Records for this exercise —
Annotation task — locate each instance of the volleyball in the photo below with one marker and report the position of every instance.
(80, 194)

* * *

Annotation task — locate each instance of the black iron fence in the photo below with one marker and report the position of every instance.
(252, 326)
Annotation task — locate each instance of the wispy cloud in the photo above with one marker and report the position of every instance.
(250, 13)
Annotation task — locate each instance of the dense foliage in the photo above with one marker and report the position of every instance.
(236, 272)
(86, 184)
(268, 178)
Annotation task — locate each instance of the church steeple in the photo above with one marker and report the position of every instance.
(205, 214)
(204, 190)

--

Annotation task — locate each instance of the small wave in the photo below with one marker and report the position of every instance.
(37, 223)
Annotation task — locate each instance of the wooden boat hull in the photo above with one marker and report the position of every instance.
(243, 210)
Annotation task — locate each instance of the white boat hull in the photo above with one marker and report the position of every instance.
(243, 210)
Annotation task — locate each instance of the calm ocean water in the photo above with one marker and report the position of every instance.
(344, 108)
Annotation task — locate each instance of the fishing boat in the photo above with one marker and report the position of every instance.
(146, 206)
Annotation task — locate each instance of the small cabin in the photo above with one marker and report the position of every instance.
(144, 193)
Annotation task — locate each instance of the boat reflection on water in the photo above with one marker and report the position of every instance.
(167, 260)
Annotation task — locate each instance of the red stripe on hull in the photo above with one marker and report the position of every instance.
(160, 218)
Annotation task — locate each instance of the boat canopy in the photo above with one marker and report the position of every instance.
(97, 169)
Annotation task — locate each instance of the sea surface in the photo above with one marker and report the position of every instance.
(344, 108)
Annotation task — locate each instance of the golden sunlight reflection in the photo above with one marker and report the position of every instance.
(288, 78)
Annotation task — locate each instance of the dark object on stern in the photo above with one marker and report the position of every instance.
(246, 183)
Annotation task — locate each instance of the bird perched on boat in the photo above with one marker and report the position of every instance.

Goal —
Render the records from the line containing "Annotation task — locate each instance of the golden" down to the line containing "Annotation task — locate each instance of the bird", with both of those lines included, as a JSON list of strings, one string per line and no blank lines.

Task output —
[
  "Annotation task — locate each instance of the golden sunlight reflection in the photo above with one marker and report the position of every instance.",
  "(288, 78)",
  "Annotation task — locate each instance of the dark object on stern in the photo above with one marker and report the position of every instance.",
  "(246, 183)",
  "Annotation task — locate each instance of the bird perched on boat in the photo above with one marker and report the position of every instance."
]